## Task to complete
Retyping each entry exactly is the whole task.

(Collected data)

== Segment start ==

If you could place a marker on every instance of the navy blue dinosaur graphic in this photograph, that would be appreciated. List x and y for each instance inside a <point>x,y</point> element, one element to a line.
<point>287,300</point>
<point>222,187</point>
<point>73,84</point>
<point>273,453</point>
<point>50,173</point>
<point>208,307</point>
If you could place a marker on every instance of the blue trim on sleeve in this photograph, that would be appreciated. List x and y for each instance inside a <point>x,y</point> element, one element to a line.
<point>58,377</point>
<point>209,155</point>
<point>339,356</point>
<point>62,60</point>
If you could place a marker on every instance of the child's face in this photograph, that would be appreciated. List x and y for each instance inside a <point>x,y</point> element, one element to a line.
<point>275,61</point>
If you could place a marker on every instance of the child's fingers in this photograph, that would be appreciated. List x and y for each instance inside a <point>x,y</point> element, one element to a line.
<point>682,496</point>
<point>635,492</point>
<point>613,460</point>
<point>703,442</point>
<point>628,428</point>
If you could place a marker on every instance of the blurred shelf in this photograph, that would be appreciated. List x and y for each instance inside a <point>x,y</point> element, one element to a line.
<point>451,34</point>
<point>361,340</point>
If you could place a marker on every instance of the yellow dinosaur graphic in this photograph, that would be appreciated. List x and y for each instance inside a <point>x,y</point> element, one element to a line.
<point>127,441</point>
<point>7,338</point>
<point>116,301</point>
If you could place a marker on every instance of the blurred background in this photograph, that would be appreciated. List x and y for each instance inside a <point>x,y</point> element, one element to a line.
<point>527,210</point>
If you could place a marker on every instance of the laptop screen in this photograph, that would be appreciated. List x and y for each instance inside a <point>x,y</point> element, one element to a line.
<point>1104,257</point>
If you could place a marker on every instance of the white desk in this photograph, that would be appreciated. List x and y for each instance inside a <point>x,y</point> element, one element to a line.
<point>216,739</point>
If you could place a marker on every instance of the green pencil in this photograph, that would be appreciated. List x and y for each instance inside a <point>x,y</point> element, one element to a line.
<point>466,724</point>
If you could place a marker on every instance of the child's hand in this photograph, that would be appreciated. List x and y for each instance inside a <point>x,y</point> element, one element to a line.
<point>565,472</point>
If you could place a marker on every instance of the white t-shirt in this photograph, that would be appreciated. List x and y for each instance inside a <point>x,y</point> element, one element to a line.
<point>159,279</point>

== Segment end ==

## Result below
If you could place a marker on every instance of the navy blue dinosaur graphic in this photograph, that would be appreciated. List x and y for each instance inside a <point>x,y</point> element, one element to a line.
<point>287,300</point>
<point>222,187</point>
<point>73,84</point>
<point>273,453</point>
<point>50,173</point>
<point>208,307</point>
If you could place a marker on every instance of the blue trim on sleeve in this photograph, that would be appreciated. List x and y for each instance inside a <point>x,y</point> element, one element to a line.
<point>58,377</point>
<point>209,155</point>
<point>339,356</point>
<point>62,60</point>
If you could place a marker on every instance of the child's face in this photograph, that would be appreciated. List x and y for each instance inside a <point>x,y</point> element, one element to a line.
<point>275,61</point>
If you could place a marker on every instance of the child's fingers in this photograph, that would be appreciated. List x and y for each instance inside a <point>x,y</point> element, one element to a line.
<point>682,496</point>
<point>635,492</point>
<point>613,460</point>
<point>703,442</point>
<point>628,428</point>
If you could place a marker on every instance of the blurred shelf in this photograph, that would be appreciated. List x and y for each instance inside a <point>x,y</point> element, one element to a line.
<point>451,34</point>
<point>361,340</point>
If you could place a marker on every instance of the yellow dinosaur graphic in this photograph, that would be appreciated. List x and y for each instance inside a <point>x,y</point> element, one element to a line.
<point>127,441</point>
<point>7,338</point>
<point>116,301</point>
If you could place a marker on every instance of the blurred background in this photograph, that would be appreciated. List x and y for each instance inside a <point>x,y</point> element, one element to a line.
<point>527,210</point>
If you could place a marker on every instance of the laptop screen in this photograph, that would be appreciated. List x and y for each instance inside a <point>x,y</point> element, one element to a line.
<point>1104,257</point>
If you could place a marker on every instance of the white desk in this photograph, that would be appreciated. List x and y for each instance inside a <point>x,y</point> element, one element to a line.
<point>216,739</point>
If you could place a marker on every instance of the green pencil in this photograph, that would be appreciated. List x and y for each instance inside a <point>x,y</point> element, one element to a line.
<point>466,724</point>
If you could place a marker on every instance of the child's hand in this photograph, that would be appreciated. List x and y for each instance inside a <point>x,y</point> element, one element to a line.
<point>565,472</point>
If you could place a marker on every instance of the white t-shirt in this photograph, that would be appreciated. List x and y for each instance inside a <point>x,y</point> element, one element to a line.
<point>159,279</point>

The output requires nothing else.